» Data for this exercise
--- START ---
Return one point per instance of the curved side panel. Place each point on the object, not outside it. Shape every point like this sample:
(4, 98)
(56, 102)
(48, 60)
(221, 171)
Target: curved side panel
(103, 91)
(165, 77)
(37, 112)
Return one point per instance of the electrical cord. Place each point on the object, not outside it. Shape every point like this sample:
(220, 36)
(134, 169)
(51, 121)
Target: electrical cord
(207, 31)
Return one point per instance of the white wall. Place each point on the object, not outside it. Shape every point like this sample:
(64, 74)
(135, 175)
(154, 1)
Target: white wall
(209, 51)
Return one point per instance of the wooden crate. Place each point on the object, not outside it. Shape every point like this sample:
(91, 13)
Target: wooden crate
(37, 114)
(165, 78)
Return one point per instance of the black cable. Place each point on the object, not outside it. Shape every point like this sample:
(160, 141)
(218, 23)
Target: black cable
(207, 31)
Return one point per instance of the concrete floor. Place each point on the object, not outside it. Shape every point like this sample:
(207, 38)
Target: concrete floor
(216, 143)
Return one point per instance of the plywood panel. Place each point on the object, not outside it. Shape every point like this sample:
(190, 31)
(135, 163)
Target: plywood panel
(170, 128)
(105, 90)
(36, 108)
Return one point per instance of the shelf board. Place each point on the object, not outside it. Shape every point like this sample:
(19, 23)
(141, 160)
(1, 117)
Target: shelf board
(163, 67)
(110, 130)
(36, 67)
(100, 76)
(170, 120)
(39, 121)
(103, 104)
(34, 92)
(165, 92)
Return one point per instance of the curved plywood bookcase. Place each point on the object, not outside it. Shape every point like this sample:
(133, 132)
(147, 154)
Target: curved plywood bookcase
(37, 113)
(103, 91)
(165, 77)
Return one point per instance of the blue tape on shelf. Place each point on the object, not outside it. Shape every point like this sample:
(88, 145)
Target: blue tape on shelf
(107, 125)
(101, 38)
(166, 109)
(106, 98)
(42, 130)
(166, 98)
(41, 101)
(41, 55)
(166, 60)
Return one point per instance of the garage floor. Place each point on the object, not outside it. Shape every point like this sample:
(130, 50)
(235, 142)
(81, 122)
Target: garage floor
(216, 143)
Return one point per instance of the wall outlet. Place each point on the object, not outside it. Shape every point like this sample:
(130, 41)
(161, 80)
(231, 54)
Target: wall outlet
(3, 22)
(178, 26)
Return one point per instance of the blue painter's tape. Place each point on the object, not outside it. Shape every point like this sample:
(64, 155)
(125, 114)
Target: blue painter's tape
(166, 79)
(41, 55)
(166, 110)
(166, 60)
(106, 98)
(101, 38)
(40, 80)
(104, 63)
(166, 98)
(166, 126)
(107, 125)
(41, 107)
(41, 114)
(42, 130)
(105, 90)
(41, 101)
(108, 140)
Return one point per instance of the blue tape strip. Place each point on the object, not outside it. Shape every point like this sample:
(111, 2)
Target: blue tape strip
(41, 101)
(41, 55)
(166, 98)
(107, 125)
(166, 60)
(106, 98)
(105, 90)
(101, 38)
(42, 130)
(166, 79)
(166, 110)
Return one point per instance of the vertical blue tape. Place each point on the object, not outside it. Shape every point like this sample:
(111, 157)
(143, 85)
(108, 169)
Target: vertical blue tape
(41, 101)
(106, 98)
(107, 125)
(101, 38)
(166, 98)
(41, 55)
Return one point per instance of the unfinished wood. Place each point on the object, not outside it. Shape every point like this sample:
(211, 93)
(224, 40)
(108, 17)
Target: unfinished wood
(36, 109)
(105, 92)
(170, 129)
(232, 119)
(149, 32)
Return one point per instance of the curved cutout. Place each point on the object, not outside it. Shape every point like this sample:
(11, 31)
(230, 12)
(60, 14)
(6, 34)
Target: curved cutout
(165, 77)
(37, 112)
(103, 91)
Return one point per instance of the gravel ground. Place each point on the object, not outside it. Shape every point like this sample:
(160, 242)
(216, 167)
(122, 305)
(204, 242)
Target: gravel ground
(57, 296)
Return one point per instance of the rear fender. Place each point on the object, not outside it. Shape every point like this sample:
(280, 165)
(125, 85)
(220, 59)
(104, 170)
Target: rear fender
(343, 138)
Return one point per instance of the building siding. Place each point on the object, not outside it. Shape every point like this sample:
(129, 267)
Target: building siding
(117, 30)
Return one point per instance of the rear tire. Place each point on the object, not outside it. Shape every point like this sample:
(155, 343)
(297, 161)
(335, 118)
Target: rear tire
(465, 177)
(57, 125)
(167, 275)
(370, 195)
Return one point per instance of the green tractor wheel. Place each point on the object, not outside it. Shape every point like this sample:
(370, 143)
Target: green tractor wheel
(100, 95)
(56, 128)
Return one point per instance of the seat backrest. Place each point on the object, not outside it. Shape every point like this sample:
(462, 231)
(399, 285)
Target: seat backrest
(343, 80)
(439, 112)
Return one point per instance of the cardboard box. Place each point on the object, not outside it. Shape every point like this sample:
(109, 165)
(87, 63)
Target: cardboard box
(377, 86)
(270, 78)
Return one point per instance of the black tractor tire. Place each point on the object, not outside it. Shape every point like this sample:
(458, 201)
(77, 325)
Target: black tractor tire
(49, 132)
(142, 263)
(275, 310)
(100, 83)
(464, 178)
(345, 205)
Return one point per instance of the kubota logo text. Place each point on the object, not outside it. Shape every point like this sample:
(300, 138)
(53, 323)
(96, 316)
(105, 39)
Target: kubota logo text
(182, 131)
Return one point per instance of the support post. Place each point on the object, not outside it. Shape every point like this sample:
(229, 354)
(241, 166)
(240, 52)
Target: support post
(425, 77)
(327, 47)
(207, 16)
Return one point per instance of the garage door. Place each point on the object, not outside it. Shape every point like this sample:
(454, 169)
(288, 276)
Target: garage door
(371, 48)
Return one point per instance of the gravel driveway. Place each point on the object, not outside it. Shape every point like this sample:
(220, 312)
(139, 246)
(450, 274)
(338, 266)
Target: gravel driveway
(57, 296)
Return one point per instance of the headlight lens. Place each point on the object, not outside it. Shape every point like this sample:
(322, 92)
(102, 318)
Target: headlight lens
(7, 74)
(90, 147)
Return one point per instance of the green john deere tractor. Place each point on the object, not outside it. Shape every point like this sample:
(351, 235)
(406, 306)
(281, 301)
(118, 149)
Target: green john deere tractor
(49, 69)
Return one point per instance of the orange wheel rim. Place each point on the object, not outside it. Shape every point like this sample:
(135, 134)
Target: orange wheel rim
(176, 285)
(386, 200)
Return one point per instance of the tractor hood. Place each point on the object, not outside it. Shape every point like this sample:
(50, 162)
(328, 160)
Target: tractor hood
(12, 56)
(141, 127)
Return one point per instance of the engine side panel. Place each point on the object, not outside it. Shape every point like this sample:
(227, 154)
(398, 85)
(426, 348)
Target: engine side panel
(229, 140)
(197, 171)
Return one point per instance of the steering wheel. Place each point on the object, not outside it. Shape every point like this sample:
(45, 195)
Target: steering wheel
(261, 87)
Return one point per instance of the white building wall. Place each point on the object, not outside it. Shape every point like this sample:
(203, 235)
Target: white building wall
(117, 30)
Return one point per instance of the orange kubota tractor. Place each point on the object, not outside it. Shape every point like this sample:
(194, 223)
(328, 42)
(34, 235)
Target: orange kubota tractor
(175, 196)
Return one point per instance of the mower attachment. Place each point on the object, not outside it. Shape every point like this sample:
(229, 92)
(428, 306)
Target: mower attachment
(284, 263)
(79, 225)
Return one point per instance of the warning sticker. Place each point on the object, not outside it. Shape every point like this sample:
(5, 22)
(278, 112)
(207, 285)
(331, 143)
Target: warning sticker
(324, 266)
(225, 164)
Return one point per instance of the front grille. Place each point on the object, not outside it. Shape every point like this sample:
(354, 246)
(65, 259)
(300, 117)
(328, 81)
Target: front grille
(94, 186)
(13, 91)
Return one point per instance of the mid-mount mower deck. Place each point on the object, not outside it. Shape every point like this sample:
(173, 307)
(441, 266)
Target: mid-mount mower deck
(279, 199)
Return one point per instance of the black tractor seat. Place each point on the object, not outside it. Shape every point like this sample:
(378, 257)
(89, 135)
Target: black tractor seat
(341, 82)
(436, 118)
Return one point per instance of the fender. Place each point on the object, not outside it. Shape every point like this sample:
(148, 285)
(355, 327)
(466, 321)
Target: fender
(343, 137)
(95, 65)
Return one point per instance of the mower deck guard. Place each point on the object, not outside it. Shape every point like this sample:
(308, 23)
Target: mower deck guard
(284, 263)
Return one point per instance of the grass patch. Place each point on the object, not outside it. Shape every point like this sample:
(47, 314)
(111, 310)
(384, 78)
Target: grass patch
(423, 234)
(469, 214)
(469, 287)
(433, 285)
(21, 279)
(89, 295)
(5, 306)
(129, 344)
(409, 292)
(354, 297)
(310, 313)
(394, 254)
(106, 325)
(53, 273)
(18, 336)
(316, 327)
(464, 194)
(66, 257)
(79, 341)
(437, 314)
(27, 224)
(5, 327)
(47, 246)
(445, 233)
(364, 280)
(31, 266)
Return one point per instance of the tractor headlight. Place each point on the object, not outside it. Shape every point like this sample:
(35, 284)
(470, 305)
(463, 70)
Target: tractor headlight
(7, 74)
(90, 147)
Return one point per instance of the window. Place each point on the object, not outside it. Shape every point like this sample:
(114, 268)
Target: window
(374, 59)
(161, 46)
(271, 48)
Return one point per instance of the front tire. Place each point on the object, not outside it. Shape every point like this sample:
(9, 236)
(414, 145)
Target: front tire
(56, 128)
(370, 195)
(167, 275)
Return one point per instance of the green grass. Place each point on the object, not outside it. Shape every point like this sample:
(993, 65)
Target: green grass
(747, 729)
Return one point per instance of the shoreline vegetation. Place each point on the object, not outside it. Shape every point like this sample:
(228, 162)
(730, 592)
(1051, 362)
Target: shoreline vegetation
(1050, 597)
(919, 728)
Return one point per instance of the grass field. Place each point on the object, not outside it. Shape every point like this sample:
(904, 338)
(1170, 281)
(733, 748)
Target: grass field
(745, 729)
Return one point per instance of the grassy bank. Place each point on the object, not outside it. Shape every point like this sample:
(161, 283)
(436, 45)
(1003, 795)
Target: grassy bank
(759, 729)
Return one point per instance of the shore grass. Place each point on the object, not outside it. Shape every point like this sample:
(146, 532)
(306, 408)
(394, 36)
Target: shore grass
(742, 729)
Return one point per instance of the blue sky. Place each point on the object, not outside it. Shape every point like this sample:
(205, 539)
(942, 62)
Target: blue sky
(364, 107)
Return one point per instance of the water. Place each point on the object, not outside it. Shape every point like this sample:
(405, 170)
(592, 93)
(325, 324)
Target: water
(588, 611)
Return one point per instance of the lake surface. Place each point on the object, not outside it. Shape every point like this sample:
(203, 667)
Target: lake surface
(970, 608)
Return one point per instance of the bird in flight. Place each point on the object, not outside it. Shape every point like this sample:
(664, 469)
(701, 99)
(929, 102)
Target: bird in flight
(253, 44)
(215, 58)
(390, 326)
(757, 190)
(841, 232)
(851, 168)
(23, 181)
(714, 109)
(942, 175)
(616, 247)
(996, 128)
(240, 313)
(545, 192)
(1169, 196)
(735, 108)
--- END ---
» Requirement
Look above for the line containing "Return one point per instance of the blue sky."; reproduce it and every line after it through the end of the material, exactly, and nothing else.

» Response to the task
Return one point per instance of the blue sky. Place each point on the object, not outside it. Shape every point like this sample:
(205, 539)
(942, 62)
Target: blue sky
(364, 107)
Return one point per instance of the water. Place each point on the object, not outside it. Shape every point like this sample:
(405, 170)
(592, 93)
(325, 324)
Target: water
(588, 611)
Return one point per instance of the lake surface. Place each point on the object, not outside it. Shape every point like this sample:
(203, 667)
Target: lake surface
(970, 608)
Return one point per instance of the bird in flight. Place each point on the object, not outside it. Shape every point like this sample:
(664, 469)
(701, 99)
(929, 102)
Target: bird in flight
(253, 44)
(215, 58)
(390, 326)
(757, 190)
(841, 232)
(851, 168)
(23, 181)
(714, 109)
(942, 175)
(616, 247)
(996, 128)
(240, 313)
(545, 192)
(1169, 196)
(735, 108)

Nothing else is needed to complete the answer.